▸ **About this exercise**
Could you give the records below again exactly, without the pictures?

** Data excerpts follows **

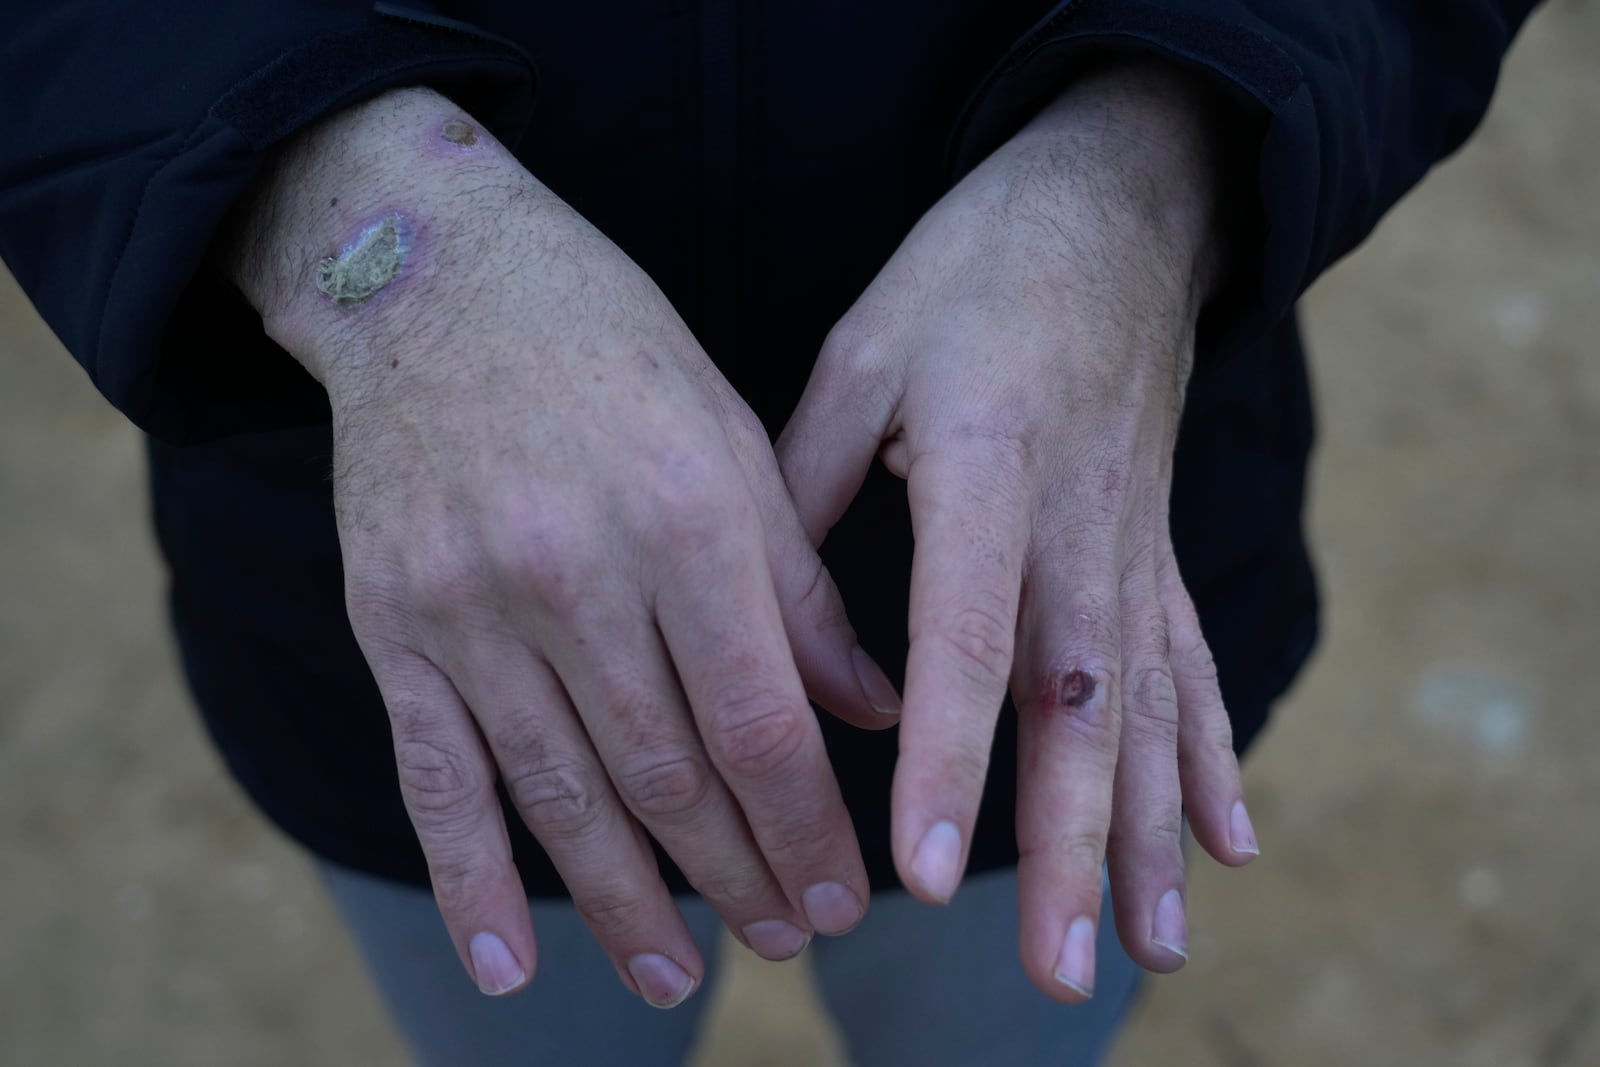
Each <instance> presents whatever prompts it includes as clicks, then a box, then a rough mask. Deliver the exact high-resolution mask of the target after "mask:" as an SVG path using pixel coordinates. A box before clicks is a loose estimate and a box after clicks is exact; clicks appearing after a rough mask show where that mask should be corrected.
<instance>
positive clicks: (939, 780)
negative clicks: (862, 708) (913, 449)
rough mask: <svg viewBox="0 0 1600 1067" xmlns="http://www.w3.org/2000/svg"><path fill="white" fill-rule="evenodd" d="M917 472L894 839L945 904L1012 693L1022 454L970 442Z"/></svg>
mask: <svg viewBox="0 0 1600 1067" xmlns="http://www.w3.org/2000/svg"><path fill="white" fill-rule="evenodd" d="M966 445H968V448H966V450H965V453H963V454H960V456H958V458H957V456H954V454H941V453H928V454H923V456H922V458H918V459H917V461H914V462H912V466H910V469H909V483H907V485H909V496H910V515H912V528H914V531H915V537H917V550H915V555H914V557H912V574H910V651H909V654H907V661H906V712H904V713H902V721H901V737H899V763H898V765H896V768H894V789H893V827H891V841H893V848H894V864H896V869H898V870H899V875H901V880H902V881H904V883H906V886H907V888H909V889H910V891H912V893H914V894H917V896H918V897H920V899H923V901H930V902H944V901H949V899H950V896H952V894H954V893H955V888H957V885H958V883H960V878H962V870H963V869H965V865H966V851H968V846H970V843H971V833H973V824H974V822H976V819H978V805H979V801H981V798H982V790H984V779H986V777H987V773H989V749H990V745H992V744H994V731H995V721H997V720H998V717H1000V704H1002V702H1003V701H1005V689H1006V678H1008V677H1010V672H1011V651H1013V646H1014V638H1016V611H1018V597H1019V592H1021V581H1022V579H1021V569H1022V552H1024V547H1026V537H1027V533H1026V528H1027V523H1026V517H1024V506H1026V493H1024V491H1022V490H1021V488H1019V486H1021V474H1019V470H1018V466H1016V462H1014V458H1013V456H1008V454H1006V453H1005V451H1003V450H998V448H995V446H994V445H992V443H984V442H966Z"/></svg>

** End of Data excerpts **

▸ **Finished exercise**
Each <instance> presents whatever prompts it includes as clicks, then a box, then a rough mask. Deliver the exact high-resolution mask of the target after "mask:" as an SVG path using pixel coordinates. A box before clicks is a loose estimate and a box after clicks is exact; clicks appearing after a rough mask show where that mask should be corrected.
<instance>
positive clicks: (939, 780)
negative clicks: (862, 708) (913, 449)
rough mask: <svg viewBox="0 0 1600 1067" xmlns="http://www.w3.org/2000/svg"><path fill="white" fill-rule="evenodd" d="M917 472L894 839L945 904L1012 693L1022 454L970 442Z"/></svg>
mask: <svg viewBox="0 0 1600 1067" xmlns="http://www.w3.org/2000/svg"><path fill="white" fill-rule="evenodd" d="M966 445H968V448H966V450H965V453H963V454H960V456H958V458H957V456H954V454H941V453H928V454H923V456H922V458H918V459H917V461H914V462H912V466H910V469H909V483H907V485H909V496H910V515H912V528H914V531H915V537H917V550H915V555H914V557H912V574H910V651H909V654H907V661H906V712H904V713H902V721H901V737H899V763H898V765H896V768H894V789H893V827H891V841H893V848H894V864H896V869H898V870H899V875H901V880H902V881H904V883H906V886H907V888H909V889H910V891H912V893H914V894H917V896H918V897H920V899H923V901H930V902H944V901H949V899H950V896H952V894H954V893H955V888H957V885H958V883H960V878H962V870H963V869H965V865H966V851H968V846H970V843H971V833H973V824H974V822H976V819H978V805H979V801H981V798H982V790H984V779H986V777H987V773H989V749H990V745H992V744H994V731H995V721H997V720H998V717H1000V704H1002V702H1003V701H1005V689H1006V678H1008V677H1010V672H1011V651H1013V646H1014V638H1016V611H1018V597H1019V592H1021V581H1022V579H1021V569H1022V552H1024V547H1026V537H1027V533H1026V528H1027V523H1026V517H1024V506H1026V493H1024V491H1022V490H1021V488H1019V486H1021V474H1019V470H1018V466H1016V462H1014V458H1013V456H1008V454H1006V453H1005V451H1003V450H998V448H995V446H994V445H992V443H984V442H966Z"/></svg>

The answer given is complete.